(Data extracted from a collection)
_ _ _ _ _

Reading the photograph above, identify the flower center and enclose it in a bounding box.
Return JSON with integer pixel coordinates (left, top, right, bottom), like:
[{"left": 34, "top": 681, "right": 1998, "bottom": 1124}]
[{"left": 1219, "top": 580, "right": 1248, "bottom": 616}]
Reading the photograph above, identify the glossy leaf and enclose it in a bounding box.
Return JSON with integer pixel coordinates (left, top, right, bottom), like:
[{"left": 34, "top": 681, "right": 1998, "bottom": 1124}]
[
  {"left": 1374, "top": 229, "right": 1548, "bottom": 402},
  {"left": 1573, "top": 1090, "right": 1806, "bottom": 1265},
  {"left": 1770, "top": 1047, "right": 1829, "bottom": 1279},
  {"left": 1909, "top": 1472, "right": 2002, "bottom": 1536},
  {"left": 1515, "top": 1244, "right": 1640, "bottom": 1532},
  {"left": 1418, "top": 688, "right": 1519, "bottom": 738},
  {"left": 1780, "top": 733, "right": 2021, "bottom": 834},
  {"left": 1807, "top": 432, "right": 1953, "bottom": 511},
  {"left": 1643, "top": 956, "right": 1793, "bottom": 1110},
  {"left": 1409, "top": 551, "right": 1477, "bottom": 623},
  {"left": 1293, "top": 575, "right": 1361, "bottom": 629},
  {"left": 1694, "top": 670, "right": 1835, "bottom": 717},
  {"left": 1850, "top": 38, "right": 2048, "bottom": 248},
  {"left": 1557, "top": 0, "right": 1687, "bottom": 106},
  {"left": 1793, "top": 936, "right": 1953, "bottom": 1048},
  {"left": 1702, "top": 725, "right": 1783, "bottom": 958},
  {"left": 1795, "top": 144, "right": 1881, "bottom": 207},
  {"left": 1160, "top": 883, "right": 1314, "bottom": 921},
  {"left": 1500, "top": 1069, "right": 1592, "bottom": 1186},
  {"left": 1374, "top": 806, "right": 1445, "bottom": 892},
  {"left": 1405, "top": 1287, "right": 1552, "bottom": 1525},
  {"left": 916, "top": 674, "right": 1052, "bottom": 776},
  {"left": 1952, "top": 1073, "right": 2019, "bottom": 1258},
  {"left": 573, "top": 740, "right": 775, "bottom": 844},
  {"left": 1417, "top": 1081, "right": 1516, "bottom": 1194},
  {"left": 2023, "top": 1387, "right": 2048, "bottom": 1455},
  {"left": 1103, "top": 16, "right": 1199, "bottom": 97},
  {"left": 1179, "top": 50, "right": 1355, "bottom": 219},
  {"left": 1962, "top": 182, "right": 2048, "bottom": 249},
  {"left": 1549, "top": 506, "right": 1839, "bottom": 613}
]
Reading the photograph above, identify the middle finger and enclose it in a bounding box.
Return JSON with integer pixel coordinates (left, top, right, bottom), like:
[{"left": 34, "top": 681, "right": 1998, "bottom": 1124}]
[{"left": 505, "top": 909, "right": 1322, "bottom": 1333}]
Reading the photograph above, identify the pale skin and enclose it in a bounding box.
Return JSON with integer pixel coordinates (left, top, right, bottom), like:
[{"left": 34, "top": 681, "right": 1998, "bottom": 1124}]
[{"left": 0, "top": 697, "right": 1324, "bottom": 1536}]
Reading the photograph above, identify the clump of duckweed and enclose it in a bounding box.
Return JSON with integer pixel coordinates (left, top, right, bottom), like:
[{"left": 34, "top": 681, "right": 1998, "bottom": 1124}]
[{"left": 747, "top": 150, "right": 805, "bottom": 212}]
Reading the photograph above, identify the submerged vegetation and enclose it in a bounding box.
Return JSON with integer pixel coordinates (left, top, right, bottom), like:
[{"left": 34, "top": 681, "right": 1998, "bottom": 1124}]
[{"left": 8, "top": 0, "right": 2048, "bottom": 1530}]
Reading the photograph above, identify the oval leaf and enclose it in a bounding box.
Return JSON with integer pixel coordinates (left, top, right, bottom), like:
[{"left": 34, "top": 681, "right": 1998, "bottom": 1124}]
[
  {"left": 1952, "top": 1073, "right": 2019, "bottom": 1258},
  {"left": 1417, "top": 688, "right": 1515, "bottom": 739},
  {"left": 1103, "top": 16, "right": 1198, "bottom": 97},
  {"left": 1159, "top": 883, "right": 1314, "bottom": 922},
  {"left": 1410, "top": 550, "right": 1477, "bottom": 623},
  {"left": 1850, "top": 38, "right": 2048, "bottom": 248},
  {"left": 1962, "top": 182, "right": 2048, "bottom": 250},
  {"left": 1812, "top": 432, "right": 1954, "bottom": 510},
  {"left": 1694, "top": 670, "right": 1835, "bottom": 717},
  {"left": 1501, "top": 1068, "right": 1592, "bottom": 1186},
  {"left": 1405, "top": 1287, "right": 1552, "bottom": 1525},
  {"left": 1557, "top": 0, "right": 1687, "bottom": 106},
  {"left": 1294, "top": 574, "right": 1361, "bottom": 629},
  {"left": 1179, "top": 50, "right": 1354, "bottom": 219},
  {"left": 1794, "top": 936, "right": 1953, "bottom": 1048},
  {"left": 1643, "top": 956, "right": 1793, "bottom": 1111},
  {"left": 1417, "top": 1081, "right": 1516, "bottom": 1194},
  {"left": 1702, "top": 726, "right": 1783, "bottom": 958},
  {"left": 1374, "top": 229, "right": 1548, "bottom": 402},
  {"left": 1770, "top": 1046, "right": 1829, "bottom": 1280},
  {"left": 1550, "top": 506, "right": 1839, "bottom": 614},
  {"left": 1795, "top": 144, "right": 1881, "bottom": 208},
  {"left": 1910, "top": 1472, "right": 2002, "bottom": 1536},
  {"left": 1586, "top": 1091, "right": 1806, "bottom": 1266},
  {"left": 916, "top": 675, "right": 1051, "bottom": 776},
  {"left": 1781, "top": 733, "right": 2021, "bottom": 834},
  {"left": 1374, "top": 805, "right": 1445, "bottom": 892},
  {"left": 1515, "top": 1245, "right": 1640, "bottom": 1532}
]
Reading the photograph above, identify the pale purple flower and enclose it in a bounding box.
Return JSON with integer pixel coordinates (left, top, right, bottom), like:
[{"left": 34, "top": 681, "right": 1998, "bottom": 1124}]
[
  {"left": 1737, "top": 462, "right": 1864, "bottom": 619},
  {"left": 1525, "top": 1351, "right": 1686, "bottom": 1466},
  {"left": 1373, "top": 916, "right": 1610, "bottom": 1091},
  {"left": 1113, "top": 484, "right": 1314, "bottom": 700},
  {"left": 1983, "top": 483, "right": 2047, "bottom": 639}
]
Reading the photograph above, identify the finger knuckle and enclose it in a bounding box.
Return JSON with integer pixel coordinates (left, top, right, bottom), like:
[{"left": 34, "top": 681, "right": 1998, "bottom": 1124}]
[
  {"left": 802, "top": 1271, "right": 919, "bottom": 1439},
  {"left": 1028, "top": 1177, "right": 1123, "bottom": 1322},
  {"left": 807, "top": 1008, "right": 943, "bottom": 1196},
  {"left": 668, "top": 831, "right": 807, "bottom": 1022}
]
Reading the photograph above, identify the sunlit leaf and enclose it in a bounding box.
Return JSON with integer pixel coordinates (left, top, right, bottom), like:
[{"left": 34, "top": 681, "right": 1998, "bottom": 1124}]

_ _ _ _ _

• Exercise goal:
All lines above that contain the word "pale" are to be copied.

• Result of this exercise:
Reading the photograph above, identify the pale skin and enclose it in a bounding box.
Reading the photograph above, identify the pale purple flower and enclose it in a bounding box.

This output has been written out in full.